--- START OF Records to use ---

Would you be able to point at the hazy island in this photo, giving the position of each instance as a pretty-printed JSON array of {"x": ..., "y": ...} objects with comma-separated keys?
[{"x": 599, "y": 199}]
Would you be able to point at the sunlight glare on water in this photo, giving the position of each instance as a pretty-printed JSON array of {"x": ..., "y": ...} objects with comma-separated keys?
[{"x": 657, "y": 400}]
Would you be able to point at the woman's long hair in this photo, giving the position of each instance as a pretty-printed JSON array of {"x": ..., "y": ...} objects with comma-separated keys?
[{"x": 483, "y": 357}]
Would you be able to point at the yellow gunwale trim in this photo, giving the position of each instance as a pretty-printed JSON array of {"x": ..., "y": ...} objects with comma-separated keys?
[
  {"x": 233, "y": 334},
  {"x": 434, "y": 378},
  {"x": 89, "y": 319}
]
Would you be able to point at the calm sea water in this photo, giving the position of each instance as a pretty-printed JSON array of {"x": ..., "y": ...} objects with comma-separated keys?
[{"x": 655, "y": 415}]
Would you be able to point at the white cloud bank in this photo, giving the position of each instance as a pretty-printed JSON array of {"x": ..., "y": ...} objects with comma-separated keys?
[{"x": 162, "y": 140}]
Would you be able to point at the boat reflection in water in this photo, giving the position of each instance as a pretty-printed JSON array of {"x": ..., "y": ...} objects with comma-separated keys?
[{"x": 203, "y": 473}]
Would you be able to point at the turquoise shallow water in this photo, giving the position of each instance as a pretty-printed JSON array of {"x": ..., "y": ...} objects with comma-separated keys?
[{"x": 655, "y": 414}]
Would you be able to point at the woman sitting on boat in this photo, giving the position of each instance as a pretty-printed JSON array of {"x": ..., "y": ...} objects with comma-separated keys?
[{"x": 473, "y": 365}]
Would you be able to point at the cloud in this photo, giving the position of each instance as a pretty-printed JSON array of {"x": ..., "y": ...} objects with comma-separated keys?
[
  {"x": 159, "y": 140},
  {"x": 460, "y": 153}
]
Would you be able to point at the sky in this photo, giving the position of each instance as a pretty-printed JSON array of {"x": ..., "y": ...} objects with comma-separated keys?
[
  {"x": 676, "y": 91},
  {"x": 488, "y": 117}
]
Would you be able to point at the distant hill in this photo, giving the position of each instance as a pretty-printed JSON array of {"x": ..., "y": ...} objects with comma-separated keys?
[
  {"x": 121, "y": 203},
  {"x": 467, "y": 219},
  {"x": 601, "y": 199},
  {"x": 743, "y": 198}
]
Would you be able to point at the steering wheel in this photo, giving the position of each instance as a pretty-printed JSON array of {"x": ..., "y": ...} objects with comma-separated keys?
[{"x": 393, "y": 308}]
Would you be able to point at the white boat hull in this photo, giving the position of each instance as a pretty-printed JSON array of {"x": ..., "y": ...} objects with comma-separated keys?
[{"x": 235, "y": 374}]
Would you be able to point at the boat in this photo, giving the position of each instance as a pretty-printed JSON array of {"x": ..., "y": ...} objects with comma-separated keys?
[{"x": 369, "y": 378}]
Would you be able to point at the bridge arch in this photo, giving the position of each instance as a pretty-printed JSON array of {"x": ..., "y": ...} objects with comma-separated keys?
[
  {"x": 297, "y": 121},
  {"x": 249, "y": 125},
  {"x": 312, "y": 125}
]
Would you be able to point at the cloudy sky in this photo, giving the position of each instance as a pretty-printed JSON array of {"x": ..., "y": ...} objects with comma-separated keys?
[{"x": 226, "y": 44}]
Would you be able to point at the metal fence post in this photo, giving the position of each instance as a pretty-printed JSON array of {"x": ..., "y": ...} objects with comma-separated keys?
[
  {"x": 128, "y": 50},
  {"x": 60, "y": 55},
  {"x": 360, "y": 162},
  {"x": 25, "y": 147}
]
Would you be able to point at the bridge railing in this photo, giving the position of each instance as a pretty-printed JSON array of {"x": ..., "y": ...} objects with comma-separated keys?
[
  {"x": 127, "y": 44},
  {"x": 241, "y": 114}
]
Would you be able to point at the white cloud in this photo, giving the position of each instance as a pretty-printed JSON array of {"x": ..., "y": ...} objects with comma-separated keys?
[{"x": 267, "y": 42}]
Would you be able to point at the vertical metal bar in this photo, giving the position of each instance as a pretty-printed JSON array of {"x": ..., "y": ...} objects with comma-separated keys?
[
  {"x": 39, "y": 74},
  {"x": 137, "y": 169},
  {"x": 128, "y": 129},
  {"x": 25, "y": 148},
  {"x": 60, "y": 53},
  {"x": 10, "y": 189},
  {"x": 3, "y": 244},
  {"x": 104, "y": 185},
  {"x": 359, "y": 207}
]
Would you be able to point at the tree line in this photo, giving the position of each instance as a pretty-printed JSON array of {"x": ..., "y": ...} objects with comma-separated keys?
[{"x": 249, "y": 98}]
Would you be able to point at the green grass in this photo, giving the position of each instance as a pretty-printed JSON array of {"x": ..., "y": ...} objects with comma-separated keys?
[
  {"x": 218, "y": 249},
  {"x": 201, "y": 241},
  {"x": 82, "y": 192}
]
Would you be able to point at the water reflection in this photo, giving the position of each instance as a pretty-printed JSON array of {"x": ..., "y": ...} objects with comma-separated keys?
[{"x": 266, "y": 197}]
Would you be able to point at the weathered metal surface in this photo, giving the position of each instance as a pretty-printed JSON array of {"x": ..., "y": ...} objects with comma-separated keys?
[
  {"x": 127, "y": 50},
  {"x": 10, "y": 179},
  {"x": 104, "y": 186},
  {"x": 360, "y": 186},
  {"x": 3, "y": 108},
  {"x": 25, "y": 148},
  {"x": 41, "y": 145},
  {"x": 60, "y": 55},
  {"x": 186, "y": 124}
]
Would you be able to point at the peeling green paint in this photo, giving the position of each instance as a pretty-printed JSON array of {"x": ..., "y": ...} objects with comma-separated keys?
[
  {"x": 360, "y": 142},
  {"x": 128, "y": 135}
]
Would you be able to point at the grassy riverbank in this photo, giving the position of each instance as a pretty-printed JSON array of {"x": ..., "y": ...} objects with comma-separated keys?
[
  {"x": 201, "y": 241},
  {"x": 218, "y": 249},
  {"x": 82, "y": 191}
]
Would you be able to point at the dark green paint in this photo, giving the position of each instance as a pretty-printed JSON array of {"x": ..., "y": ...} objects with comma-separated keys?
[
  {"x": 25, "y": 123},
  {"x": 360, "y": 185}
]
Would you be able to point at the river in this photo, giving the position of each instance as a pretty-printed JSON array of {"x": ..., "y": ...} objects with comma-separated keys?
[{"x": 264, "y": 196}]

--- END OF Records to use ---

Nothing should be changed: write out all of the data as is.

Would you be able to point at the hazy island in this photo, giving the position of each instance as a pretty-printed JSON array of {"x": ..., "y": ...} objects with comma-separated keys?
[{"x": 599, "y": 199}]
Would you be able to point at the sunlight glare on water in this photo, giving the position of each instance as a pretty-printed JSON array of {"x": ..., "y": ...} objects with comma-separated keys?
[{"x": 657, "y": 400}]
Would you be able to point at the woman's long hair in this photo, giving the position of each instance as a pretty-printed JSON array of {"x": ..., "y": ...} objects with comma-separated keys?
[{"x": 483, "y": 357}]
Would you be able to point at the yellow gunwale trim in this photo, giving the position of each instance as a pretty-printed JSON array of {"x": ..., "y": ...} objects with comma-separated keys?
[
  {"x": 233, "y": 334},
  {"x": 434, "y": 378},
  {"x": 89, "y": 319}
]
Would you be able to point at the calm sea water in this photo, giving the position of each instance as a pretty-printed JSON array of {"x": ..., "y": ...} objects with comma-separated keys?
[{"x": 655, "y": 415}]
Would you be able to point at the white cloud bank in this photo, giving the position of each instance as a pretty-printed JSON array of {"x": ..., "y": ...} objects with comma-separated keys?
[{"x": 162, "y": 140}]
Would you be able to point at the boat reflection in water in this photo, giving the position of each instance as a pretty-printed JSON array of {"x": ..., "y": ...} objects with comma-separated keys?
[{"x": 203, "y": 473}]
Would you be able to point at the turquoise shallow water in this photo, giving the position of each instance as a pretty-printed JSON array of {"x": ..., "y": ...} objects with comma-separated keys?
[{"x": 655, "y": 414}]
Would you be able to point at the woman sitting on boat in this photo, giving the position of each instance as a pretty-printed JSON array of {"x": ..., "y": ...} objects with comma-separated keys?
[{"x": 473, "y": 365}]
Would you be able to point at the cloud in this photo, giving the position of each instance as a pretty-printed JSON array of {"x": ..., "y": ...} objects with comma-separated keys?
[
  {"x": 159, "y": 140},
  {"x": 460, "y": 153}
]
Would you be able to point at the sky in this photo, giving the position of each instance as a pretty-printed JSON array of {"x": ..., "y": ...} objects with comma-separated keys?
[
  {"x": 676, "y": 91},
  {"x": 488, "y": 117}
]
Would you be able to point at the distant hill in this photo, giving the position of each instance as a pretty-printed JSON array of {"x": ..., "y": ...} objects with comma-separated keys?
[
  {"x": 121, "y": 203},
  {"x": 467, "y": 219},
  {"x": 601, "y": 199},
  {"x": 743, "y": 198}
]
Would you be able to point at the steering wheel in this photo, giving the position of each instance as a pretty-printed JSON array of {"x": ..., "y": ...} objects with comma-separated keys?
[{"x": 393, "y": 308}]
Would you be able to point at the white boat hull in this photo, giving the position of each instance as a pretty-printed JSON array of {"x": ..., "y": ...} objects with comma-separated keys?
[{"x": 235, "y": 374}]
Would you be able to point at the boat in this photo, giving the position of each instance as a pretty-printed JSON array of {"x": ..., "y": ...} objects with comma-separated keys?
[{"x": 369, "y": 378}]
Would you be able to point at the bridge arch in this photo, giving the position of each instance as a pretty-printed JSON array of {"x": ..., "y": ...} objects with comma-separated keys?
[
  {"x": 297, "y": 121},
  {"x": 249, "y": 125},
  {"x": 312, "y": 125}
]
Would you be able to point at the cloudy sky in this photo, giving the position of each instance as a pretty-printed JSON array of {"x": ..., "y": ...} objects with comma-separated keys?
[{"x": 226, "y": 44}]
Would you be able to point at the metal fence post in this photo, giving the position of each instance as a pretty-printed JSON array of {"x": ..., "y": ...} objects with comma-separated keys?
[
  {"x": 128, "y": 50},
  {"x": 60, "y": 55},
  {"x": 360, "y": 162},
  {"x": 25, "y": 147}
]
Would you be able to point at the bridge railing in this photo, giving the position of each instance as a pretty-printed JSON array of {"x": ..., "y": ...} objects with comma-separated keys?
[
  {"x": 127, "y": 44},
  {"x": 241, "y": 114}
]
Would you be able to point at the white cloud in this photo, giving the position of each instance as a pretty-printed JSON array of {"x": ..., "y": ...} objects with comma-separated keys?
[{"x": 267, "y": 42}]
Would you be able to point at the vertical metal bar in this photo, giving the position of each instance as a pretty-printed JSON array of {"x": ..., "y": ...} objects with comma-separated keys?
[
  {"x": 39, "y": 74},
  {"x": 137, "y": 169},
  {"x": 128, "y": 129},
  {"x": 25, "y": 148},
  {"x": 60, "y": 53},
  {"x": 10, "y": 189},
  {"x": 3, "y": 244},
  {"x": 104, "y": 185},
  {"x": 359, "y": 207}
]
Would you be able to point at the tree line in this photo, giving the position of each instance as a pretty-printed JSON array of {"x": ..., "y": ...} objects with comma-separated keys?
[{"x": 249, "y": 98}]
Would you be able to point at the green grass in this photo, giving the position of each instance as a pretty-printed JSON array of {"x": ..., "y": ...} objects with comma-separated keys?
[
  {"x": 218, "y": 249},
  {"x": 201, "y": 241},
  {"x": 82, "y": 192}
]
Would you be able to point at the water reflection in this photo, giving the position of each instance as a pretty-printed JSON array of {"x": ..., "y": ...} objects with comma-separated keys?
[{"x": 266, "y": 197}]
Would you be able to point at the weathered metal surface in this photo, giving the position of each instance as a pretty-printed JSON array of {"x": ..., "y": ...} objects with comma-separated keys?
[
  {"x": 127, "y": 50},
  {"x": 10, "y": 179},
  {"x": 104, "y": 186},
  {"x": 360, "y": 186},
  {"x": 3, "y": 108},
  {"x": 25, "y": 148},
  {"x": 41, "y": 145},
  {"x": 60, "y": 55},
  {"x": 186, "y": 124}
]
Would you be able to point at the peeling green paint in this photo, giving the position of each instance as a pretty-printed JSON array of {"x": ..., "y": ...} objects with comma-separated keys?
[
  {"x": 360, "y": 142},
  {"x": 128, "y": 135}
]
Would you be able to point at the grassy riverbank in this photo, giving the position of each instance as a pretty-printed JSON array of {"x": ..., "y": ...} objects with comma-separated keys?
[
  {"x": 201, "y": 241},
  {"x": 218, "y": 249},
  {"x": 82, "y": 191}
]
Would you be able to point at the dark green paint in this photo, giving the position of each instance as a pretty-printed JSON array of {"x": ..., "y": ...} objects with comma-separated keys?
[
  {"x": 25, "y": 123},
  {"x": 360, "y": 185}
]
Would you be able to point at the river in this photo, giving the position of each instance as a pretty-printed JSON array of {"x": ..., "y": ...} objects with comma-separated keys?
[{"x": 264, "y": 196}]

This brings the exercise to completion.